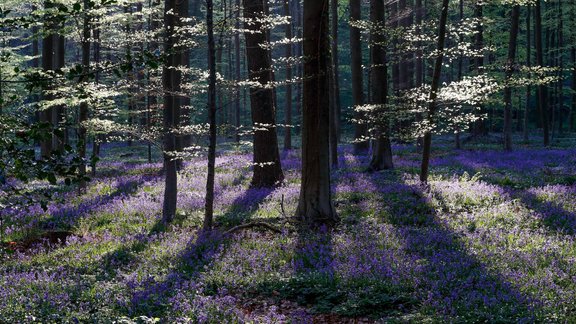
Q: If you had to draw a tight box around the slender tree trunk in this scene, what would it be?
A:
[330,0,340,169]
[162,0,182,225]
[90,23,101,177]
[522,6,532,142]
[504,5,520,151]
[368,0,394,171]
[473,3,488,137]
[420,0,450,183]
[78,0,91,193]
[40,1,57,158]
[350,0,368,154]
[296,0,338,228]
[234,0,242,143]
[203,0,216,231]
[244,0,284,187]
[568,46,576,132]
[284,0,292,150]
[534,0,550,146]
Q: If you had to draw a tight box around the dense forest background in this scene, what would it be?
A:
[0,0,576,323]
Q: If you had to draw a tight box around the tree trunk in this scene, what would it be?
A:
[522,6,532,142]
[472,3,488,137]
[40,1,58,158]
[78,0,91,193]
[296,0,338,228]
[420,0,450,183]
[504,5,520,151]
[350,0,368,154]
[368,0,394,171]
[162,0,182,225]
[284,0,292,150]
[534,0,550,146]
[234,0,242,143]
[330,0,340,169]
[244,0,284,187]
[203,0,216,231]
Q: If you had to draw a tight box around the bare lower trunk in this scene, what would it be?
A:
[296,0,338,228]
[244,0,284,187]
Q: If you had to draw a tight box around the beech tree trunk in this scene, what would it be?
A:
[202,0,216,231]
[534,0,550,146]
[244,0,284,187]
[40,1,58,158]
[296,0,338,228]
[368,0,394,171]
[350,0,368,154]
[330,0,341,169]
[420,0,450,183]
[78,0,91,193]
[522,6,532,142]
[284,0,293,150]
[162,0,182,225]
[504,5,520,151]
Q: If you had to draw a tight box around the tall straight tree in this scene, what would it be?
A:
[504,5,520,151]
[522,5,532,142]
[330,0,340,169]
[296,0,338,228]
[534,0,550,146]
[202,0,216,231]
[284,0,293,150]
[162,0,182,224]
[78,0,91,192]
[420,0,450,183]
[244,0,284,187]
[368,0,394,171]
[350,0,368,153]
[40,0,58,158]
========================================
Problem →
Please rewrite the stretch from the line containing "background in this scene, what would it be?" through the end of the listing, changing "trunk" to "stem" and leaving everything else untouched. Return only those lines.

Output →
Q: If you had to draw a tight box around the dense forest background in this scene, what would it be?
A:
[0,0,576,323]
Q: If you had to draw a tight box around the tree stem in this scene, what would it be?
A:
[522,6,532,142]
[472,3,488,137]
[40,1,58,158]
[78,0,91,193]
[296,0,338,228]
[420,0,450,183]
[504,5,520,151]
[350,0,368,154]
[368,0,394,171]
[162,0,182,225]
[284,0,292,150]
[534,0,550,146]
[234,0,242,143]
[330,0,340,169]
[244,0,284,187]
[203,0,216,231]
Q: If you had to draw a tight box around the bare lower stem in this scene, what would it be?
A:
[296,0,338,228]
[244,0,284,187]
Q: If you had to draw a tight box around the beech tree stem in this scene, what would it be?
A:
[202,0,216,231]
[534,0,550,146]
[244,0,284,187]
[40,1,58,158]
[296,0,338,228]
[368,0,394,171]
[350,0,368,154]
[330,0,341,169]
[420,0,450,183]
[78,0,91,193]
[522,6,532,142]
[284,0,293,150]
[162,0,182,225]
[504,5,520,151]
Q: If you had to draw a tight box around the tall straight tree in this scene, what would it be?
A:
[504,5,520,151]
[522,5,532,142]
[330,0,340,169]
[296,0,338,228]
[534,0,550,146]
[202,0,216,231]
[284,0,293,150]
[162,0,182,224]
[78,0,91,192]
[420,0,450,183]
[244,0,284,187]
[368,0,394,171]
[350,0,368,153]
[40,0,58,158]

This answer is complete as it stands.